PROBLEM STATEMENT: Each line of the records below that holds "trunk" should be returned.

DATA:

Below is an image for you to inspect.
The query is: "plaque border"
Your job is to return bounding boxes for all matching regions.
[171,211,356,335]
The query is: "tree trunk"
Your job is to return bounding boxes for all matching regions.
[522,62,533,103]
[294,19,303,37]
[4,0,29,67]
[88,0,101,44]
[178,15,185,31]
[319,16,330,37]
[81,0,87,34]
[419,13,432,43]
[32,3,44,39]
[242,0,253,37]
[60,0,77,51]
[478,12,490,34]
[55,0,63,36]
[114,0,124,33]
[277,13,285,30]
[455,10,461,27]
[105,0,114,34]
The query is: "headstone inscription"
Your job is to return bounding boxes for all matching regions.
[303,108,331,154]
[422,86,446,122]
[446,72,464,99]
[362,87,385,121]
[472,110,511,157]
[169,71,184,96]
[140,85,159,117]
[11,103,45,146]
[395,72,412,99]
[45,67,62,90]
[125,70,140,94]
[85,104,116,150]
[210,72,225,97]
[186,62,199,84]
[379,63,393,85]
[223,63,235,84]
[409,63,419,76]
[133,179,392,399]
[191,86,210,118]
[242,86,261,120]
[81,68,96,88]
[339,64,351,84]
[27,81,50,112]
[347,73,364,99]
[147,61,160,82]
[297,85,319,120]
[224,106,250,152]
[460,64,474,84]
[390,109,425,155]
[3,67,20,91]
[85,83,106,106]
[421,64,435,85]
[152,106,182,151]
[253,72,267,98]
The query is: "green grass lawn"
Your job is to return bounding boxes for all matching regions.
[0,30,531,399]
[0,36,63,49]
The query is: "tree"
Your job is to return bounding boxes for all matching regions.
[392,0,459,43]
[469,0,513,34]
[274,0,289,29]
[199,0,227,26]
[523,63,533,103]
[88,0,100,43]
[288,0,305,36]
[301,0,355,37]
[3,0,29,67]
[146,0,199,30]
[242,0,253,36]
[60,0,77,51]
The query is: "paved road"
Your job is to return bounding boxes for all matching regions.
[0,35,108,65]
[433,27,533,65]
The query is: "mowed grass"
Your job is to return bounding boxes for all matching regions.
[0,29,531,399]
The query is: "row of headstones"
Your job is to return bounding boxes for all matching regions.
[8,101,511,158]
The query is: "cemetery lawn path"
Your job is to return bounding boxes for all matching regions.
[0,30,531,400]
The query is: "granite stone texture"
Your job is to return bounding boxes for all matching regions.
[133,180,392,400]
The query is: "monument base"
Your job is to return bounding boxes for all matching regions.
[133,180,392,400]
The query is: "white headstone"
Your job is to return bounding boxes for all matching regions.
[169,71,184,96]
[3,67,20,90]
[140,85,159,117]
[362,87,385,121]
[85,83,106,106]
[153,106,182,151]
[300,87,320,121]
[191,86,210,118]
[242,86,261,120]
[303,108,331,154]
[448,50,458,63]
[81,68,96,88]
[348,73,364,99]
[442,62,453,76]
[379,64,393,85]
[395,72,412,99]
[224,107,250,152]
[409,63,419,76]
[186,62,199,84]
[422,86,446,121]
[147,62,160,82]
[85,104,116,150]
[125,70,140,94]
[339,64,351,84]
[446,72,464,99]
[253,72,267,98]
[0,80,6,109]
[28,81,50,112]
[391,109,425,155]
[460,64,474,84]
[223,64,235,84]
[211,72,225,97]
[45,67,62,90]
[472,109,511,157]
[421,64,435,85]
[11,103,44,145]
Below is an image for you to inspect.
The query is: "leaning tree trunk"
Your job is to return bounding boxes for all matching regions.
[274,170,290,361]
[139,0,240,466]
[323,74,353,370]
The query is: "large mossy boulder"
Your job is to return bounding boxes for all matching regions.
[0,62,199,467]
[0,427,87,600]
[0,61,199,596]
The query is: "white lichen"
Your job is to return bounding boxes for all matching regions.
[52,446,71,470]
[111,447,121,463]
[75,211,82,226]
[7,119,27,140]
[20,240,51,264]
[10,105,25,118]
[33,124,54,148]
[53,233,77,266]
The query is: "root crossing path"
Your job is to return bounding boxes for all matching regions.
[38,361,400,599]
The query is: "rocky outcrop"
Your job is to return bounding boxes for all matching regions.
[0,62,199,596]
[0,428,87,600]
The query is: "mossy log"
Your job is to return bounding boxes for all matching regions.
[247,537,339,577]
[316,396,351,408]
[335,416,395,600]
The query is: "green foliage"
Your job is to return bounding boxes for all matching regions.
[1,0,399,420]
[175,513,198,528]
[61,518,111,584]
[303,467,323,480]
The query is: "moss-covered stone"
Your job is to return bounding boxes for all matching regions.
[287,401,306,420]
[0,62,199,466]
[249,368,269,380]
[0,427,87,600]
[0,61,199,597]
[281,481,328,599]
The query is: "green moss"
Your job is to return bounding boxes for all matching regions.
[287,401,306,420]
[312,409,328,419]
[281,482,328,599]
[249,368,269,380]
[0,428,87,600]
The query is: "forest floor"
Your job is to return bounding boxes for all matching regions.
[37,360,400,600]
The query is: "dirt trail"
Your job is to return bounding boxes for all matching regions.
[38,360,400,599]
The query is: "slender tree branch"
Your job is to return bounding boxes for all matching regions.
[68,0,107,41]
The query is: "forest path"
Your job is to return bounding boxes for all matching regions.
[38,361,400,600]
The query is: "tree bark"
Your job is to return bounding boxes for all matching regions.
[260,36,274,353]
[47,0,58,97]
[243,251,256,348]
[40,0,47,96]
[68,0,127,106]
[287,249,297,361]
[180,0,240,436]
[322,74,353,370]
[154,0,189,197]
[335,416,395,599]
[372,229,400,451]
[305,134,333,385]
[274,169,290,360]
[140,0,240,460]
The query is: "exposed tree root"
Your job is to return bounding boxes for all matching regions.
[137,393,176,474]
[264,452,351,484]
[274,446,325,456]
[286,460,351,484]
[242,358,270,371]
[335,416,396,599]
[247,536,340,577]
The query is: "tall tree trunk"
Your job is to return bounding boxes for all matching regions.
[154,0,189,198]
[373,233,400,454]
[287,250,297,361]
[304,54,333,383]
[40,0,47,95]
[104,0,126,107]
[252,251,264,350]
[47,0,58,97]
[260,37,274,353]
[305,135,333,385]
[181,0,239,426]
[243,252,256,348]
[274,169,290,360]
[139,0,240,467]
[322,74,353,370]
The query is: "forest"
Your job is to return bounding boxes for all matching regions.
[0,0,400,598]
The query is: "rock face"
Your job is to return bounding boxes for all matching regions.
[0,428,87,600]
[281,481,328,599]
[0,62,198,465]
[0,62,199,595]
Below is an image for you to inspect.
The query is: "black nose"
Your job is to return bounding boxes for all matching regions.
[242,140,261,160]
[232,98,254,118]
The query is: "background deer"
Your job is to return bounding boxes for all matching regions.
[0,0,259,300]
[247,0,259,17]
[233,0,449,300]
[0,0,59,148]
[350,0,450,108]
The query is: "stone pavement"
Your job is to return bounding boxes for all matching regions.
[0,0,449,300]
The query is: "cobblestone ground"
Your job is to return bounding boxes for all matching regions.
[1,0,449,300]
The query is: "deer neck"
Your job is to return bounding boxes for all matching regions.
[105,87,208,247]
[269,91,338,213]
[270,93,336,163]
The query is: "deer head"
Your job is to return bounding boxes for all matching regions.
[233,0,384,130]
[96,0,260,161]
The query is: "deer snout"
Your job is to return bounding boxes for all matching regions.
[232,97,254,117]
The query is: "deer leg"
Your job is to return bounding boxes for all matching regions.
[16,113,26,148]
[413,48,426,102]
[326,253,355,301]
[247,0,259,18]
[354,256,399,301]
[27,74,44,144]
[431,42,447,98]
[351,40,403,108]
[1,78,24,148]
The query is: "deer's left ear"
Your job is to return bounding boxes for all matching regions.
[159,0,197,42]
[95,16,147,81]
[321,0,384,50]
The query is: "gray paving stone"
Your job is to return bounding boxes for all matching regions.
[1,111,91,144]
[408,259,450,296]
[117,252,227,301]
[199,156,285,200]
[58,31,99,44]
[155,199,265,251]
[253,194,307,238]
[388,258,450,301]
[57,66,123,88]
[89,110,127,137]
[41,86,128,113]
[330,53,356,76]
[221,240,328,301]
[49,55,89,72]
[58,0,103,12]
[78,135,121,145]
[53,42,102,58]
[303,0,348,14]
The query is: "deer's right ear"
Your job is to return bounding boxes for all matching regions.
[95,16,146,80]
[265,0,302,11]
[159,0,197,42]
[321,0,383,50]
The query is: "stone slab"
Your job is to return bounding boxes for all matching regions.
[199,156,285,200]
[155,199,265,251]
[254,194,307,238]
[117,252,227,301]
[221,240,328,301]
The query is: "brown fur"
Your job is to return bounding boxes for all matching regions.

RESPONSE AREA:
The query is: "tree trunk"
The query is: "leaning tree trunk"
The query is: "tall tree trunk"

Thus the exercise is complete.